抜粋文:

━━━━━━━━━━━━━━━━━━━━━━━━━━━━━━

知っておきたい安全知識(7)海の有毒生物に刺されたら

 魚やウニ、ヒトデなどの毒トゲが刺さったら、トゲを抜き取り、傷口を強くつまんで毒液を搾り出し、きれいな水で傷口をよく洗い流す。毒成分は熱によって急速に分解されることが多く、43度ほどのお湯に60~90分ほど浸けておくと痛みが和らぐ。お湯を入れたビニール袋を患部に当ててもいい。イモガイの仲間であるアンボイナは、強烈な神経毒を持ち、刺されると短時間で歩行困難となり、浅瀬で溺死してしまう事故も報告されている。

━━━━━━━━━━━━━━━━━━━━━━━━━━━━━━

提供データ:

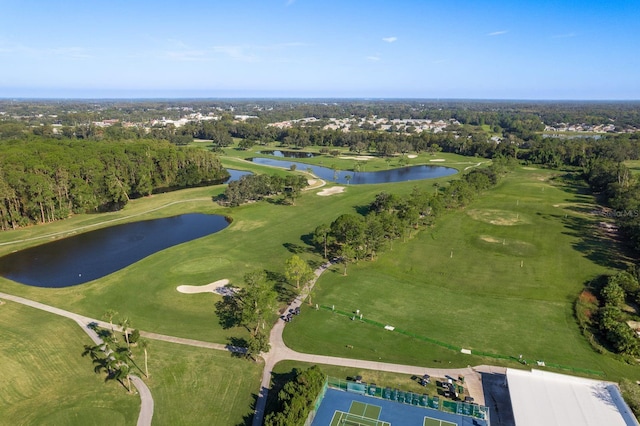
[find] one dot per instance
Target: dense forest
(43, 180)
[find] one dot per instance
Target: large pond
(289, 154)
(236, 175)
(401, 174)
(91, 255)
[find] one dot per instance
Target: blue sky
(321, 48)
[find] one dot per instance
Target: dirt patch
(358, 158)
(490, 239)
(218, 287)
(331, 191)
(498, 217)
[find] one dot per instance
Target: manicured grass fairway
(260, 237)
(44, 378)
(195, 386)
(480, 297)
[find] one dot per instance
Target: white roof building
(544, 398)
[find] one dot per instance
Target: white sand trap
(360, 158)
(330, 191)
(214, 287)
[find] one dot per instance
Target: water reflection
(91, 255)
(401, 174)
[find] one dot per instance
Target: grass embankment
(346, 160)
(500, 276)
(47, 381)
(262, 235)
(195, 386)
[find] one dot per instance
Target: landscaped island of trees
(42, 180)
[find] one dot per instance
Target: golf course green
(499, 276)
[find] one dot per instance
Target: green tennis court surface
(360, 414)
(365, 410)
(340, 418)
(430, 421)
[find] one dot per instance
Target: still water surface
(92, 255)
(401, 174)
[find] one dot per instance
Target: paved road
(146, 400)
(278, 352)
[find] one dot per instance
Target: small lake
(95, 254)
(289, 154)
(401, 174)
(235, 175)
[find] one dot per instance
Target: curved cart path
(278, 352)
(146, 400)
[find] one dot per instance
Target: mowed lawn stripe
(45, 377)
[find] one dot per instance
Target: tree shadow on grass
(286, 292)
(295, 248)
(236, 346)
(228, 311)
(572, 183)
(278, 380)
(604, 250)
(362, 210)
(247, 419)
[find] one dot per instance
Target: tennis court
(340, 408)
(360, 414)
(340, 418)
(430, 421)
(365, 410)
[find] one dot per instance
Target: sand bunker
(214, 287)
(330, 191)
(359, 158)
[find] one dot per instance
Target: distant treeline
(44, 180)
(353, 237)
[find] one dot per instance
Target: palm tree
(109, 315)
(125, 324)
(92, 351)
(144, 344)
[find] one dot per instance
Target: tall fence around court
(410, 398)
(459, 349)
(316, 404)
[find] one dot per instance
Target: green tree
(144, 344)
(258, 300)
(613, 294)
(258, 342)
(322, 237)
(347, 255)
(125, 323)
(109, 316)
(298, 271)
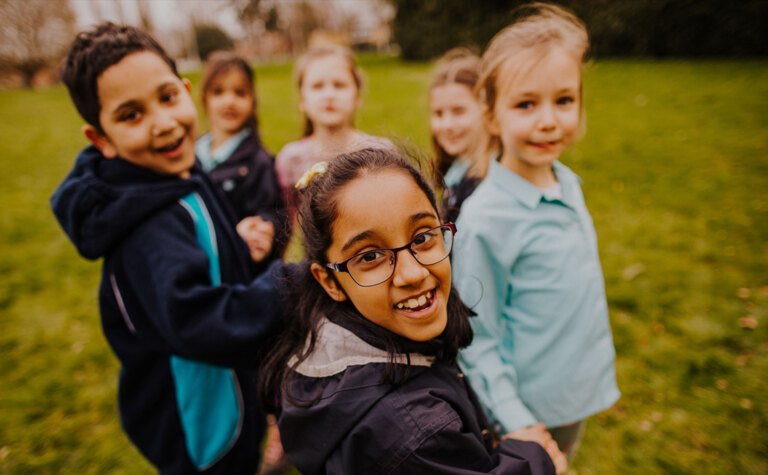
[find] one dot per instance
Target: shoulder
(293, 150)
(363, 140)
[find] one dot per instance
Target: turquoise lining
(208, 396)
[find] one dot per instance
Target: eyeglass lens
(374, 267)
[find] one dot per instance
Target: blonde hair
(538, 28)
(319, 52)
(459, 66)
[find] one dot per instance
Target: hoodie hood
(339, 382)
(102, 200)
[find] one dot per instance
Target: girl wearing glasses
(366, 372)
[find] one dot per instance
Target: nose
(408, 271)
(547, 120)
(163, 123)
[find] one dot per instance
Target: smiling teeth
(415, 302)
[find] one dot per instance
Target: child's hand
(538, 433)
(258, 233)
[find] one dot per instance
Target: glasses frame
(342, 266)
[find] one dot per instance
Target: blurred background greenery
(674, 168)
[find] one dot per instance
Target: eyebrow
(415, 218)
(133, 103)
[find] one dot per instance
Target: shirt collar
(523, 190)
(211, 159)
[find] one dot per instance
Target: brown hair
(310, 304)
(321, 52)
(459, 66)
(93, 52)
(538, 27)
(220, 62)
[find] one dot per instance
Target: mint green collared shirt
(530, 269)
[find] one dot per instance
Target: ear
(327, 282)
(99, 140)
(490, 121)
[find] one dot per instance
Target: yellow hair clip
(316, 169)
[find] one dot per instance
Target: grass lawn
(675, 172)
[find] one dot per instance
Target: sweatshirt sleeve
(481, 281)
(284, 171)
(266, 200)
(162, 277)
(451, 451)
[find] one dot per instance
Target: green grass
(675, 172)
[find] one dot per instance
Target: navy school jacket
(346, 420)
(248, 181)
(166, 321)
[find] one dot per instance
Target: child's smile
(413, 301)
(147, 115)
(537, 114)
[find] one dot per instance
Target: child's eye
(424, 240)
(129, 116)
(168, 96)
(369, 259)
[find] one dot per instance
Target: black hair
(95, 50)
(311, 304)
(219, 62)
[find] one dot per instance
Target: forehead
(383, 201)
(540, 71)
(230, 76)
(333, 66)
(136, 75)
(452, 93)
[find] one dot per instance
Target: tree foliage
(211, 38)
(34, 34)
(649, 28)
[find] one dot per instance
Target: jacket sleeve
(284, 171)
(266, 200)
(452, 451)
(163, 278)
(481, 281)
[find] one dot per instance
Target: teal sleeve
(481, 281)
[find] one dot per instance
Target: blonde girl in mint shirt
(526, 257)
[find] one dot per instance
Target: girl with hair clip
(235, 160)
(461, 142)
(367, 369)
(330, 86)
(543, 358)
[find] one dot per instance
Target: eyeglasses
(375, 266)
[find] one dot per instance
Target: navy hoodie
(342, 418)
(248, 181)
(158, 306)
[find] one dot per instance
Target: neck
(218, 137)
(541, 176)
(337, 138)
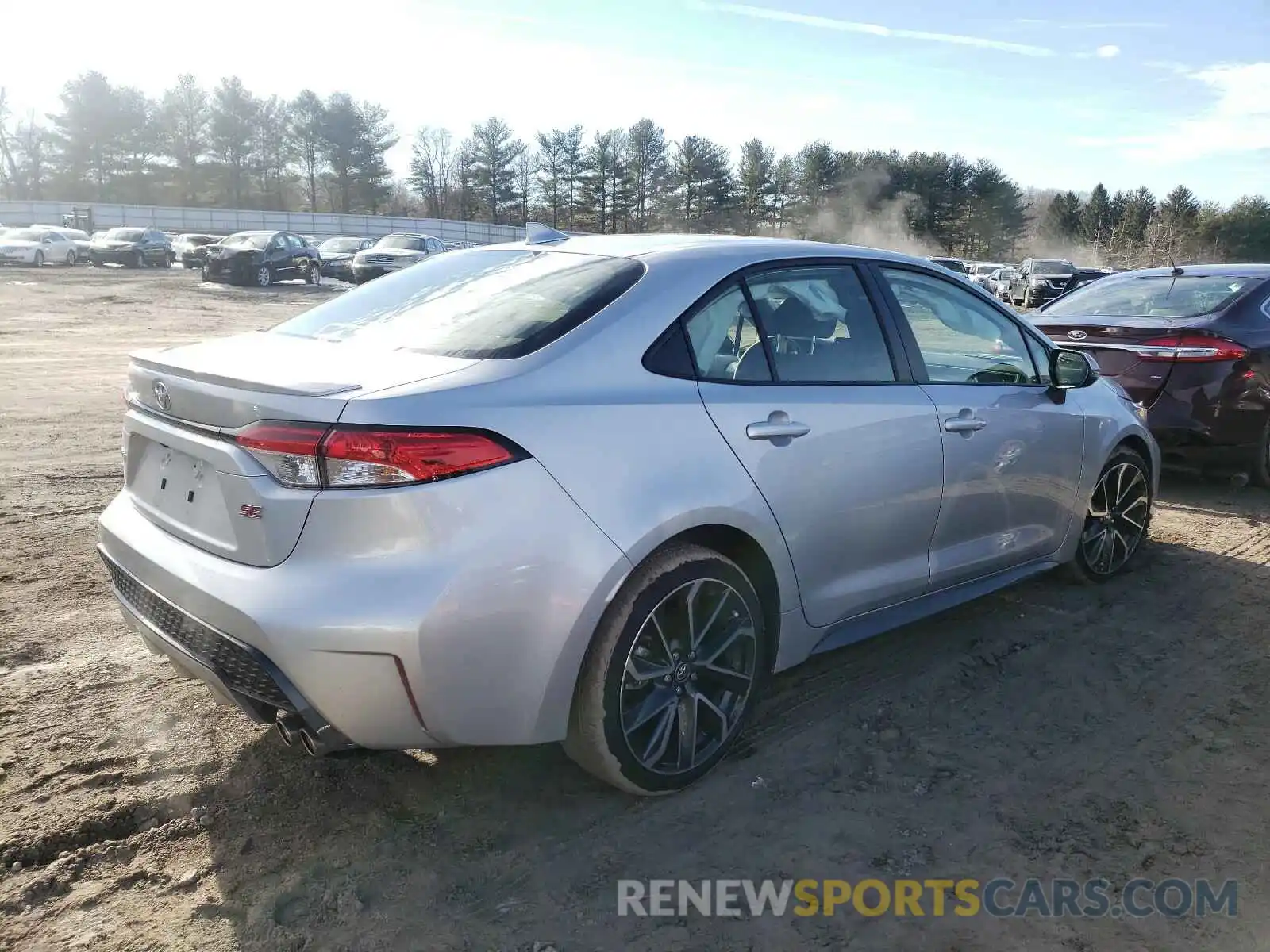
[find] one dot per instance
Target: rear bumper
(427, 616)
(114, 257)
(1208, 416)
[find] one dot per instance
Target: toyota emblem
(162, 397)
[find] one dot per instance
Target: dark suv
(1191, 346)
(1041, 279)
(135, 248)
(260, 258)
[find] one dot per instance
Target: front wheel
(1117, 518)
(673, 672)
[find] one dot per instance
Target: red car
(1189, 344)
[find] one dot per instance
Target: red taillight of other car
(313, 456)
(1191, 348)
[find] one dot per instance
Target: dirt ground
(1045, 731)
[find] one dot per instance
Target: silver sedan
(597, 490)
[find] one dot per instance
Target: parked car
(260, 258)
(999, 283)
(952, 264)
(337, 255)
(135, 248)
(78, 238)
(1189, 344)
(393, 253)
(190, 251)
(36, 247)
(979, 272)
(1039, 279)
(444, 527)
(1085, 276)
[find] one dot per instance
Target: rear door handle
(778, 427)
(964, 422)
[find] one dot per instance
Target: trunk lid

━━━━━━━━━━━━━━━━━━━━━━━━━━━━━━

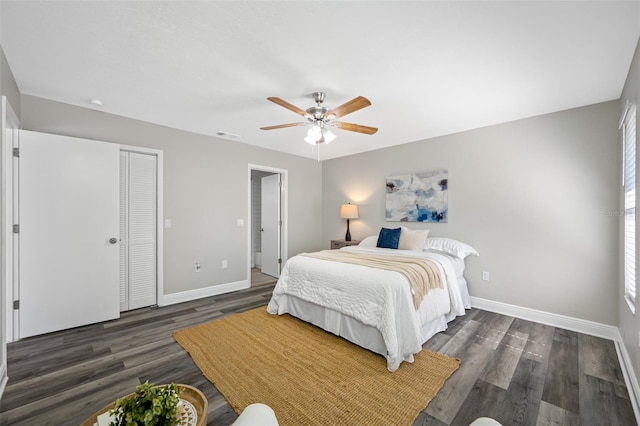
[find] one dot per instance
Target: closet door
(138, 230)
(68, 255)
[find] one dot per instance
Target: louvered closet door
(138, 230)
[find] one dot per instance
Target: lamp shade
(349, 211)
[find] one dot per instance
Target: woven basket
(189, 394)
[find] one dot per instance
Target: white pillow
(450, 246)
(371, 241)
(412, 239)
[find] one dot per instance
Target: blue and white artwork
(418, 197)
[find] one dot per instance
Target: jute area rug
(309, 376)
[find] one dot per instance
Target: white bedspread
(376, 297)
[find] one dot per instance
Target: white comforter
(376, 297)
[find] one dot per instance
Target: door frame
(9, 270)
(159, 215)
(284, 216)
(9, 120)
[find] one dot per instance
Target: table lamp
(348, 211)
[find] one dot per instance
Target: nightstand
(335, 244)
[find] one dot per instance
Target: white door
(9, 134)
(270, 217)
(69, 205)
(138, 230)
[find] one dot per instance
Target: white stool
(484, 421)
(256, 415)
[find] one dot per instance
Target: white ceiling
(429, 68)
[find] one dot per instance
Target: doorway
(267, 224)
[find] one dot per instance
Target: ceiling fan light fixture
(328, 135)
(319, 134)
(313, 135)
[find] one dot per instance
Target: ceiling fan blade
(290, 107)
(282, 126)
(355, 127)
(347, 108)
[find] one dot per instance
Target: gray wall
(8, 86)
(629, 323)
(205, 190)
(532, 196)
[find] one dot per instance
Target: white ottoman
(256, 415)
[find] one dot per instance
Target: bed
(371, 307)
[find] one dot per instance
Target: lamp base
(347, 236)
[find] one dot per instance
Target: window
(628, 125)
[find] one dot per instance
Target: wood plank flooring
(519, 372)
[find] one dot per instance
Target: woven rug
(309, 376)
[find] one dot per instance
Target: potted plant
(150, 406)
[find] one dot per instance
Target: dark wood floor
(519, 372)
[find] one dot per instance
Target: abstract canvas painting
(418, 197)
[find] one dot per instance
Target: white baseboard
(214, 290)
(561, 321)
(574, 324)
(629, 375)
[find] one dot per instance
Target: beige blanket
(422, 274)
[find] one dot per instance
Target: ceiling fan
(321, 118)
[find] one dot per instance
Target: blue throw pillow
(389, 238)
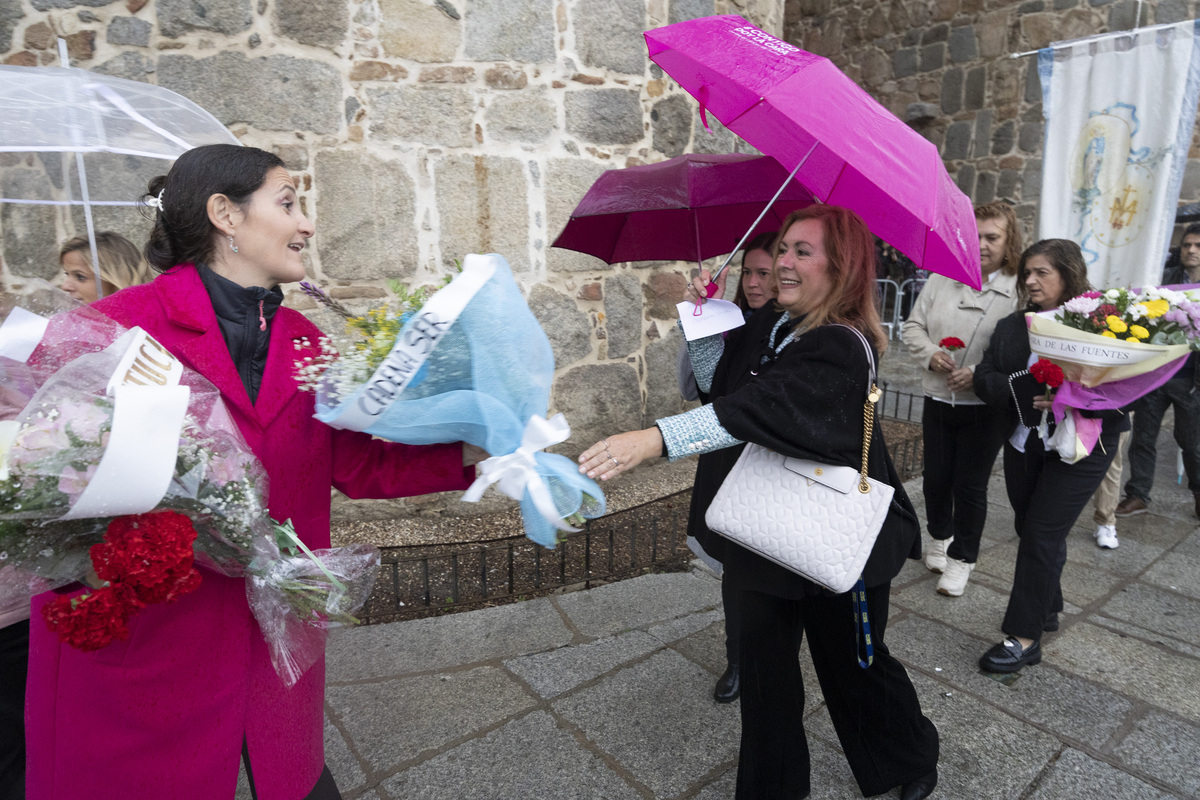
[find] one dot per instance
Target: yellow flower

━━━━━━━━━━━━━━━━━━━━━━━━━━━━━━

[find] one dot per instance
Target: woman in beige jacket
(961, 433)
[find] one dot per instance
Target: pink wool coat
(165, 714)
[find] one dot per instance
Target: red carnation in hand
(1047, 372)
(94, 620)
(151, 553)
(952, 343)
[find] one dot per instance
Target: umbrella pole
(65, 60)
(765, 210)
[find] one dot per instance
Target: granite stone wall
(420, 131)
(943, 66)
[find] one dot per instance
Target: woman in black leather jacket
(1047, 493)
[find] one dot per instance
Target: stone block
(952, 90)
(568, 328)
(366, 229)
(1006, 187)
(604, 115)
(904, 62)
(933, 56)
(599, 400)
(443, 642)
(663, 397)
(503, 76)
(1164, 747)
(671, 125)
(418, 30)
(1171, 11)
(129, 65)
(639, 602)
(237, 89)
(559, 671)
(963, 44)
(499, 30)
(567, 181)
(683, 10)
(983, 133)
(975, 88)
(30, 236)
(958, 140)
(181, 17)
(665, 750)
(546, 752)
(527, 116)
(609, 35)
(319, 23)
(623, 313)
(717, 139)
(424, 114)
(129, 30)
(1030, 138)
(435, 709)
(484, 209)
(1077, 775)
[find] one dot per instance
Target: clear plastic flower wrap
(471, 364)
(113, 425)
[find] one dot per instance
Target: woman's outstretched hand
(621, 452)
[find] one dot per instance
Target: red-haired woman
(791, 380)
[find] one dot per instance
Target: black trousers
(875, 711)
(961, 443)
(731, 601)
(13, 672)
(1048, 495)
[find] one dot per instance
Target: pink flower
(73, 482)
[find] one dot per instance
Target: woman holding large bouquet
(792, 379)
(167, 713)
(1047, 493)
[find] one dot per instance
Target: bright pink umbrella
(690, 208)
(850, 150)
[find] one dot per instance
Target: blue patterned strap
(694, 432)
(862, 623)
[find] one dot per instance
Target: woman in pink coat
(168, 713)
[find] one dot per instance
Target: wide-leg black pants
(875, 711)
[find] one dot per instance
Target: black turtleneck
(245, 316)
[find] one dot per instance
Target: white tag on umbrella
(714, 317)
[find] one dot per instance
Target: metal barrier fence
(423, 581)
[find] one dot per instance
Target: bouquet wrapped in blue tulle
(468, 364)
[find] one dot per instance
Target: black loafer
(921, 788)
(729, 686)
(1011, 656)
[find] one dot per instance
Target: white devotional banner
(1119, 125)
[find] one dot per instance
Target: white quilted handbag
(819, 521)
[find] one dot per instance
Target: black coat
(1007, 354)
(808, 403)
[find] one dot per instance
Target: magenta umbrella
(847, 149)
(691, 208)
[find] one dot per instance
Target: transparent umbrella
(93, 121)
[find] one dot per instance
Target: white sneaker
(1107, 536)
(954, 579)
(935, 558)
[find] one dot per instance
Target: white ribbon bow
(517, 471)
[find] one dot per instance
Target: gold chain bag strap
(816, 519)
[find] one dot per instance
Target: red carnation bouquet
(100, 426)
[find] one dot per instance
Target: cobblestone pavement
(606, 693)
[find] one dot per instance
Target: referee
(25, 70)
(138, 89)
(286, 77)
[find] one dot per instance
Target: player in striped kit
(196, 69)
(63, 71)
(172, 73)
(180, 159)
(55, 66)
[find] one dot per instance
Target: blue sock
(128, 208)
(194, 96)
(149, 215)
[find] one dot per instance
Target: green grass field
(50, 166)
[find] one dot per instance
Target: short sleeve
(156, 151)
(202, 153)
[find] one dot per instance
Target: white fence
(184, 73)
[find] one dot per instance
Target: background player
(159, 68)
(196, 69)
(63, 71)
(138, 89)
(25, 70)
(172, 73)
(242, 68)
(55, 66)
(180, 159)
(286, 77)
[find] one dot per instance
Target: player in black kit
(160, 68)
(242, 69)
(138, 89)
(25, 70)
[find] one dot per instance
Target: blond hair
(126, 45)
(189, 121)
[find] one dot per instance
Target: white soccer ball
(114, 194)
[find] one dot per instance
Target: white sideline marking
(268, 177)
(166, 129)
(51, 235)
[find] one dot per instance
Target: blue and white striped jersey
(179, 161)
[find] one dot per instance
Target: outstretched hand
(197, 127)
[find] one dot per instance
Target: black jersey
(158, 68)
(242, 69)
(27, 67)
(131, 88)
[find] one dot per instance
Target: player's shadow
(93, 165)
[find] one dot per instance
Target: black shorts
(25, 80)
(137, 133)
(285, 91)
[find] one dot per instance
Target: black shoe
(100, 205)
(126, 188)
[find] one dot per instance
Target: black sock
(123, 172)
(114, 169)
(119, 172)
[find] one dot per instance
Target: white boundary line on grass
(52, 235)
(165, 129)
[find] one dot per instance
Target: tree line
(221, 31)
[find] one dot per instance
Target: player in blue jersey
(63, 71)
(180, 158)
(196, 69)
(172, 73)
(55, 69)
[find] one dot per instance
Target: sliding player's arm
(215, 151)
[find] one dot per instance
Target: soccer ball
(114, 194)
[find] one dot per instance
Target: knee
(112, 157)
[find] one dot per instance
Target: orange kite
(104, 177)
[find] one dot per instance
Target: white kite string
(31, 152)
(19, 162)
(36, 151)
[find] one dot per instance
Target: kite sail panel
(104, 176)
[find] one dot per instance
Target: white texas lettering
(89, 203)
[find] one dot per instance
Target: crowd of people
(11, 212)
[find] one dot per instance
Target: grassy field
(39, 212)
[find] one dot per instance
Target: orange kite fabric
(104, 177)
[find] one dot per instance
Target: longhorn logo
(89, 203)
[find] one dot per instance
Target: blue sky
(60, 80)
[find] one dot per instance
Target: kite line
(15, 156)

━━━━━━━━━━━━━━━━━━━━━━━━━━━━━━

課題一覧:
a) 抜粋文によれば、アンボイナは何の仲間であるか答えよ。
b) 抜粋文の「知っておきたい安全知識(7)海の有毒生物に刺されたら」から「しまう事故も報告されている。」までの部分を、そのまま抜き出せ。
データは抜粋文とは別の資料である。

解答:
a) イモガイの仲間である。

b)
知っておきたい安全知識(7)海の有毒生物に刺されたら

 魚やウニ、ヒトデなどの毒トゲが刺さったら、トゲを抜き取り、傷口を強くつまんで毒液を搾り出し、きれいな水で傷口をよく洗い流す。毒成分は熱によって急速に分解されることが多く、43度ほどのお湯に60~90分ほど浸けておくと痛みが和らぐ。お湯を入れたビニール袋を患部に当ててもいい。イモガイの仲間であるアンボイナは、強烈な神経毒を持ち、刺されると短時間で歩行困難となり、浅瀬で溺死してしまう事故も報告されている。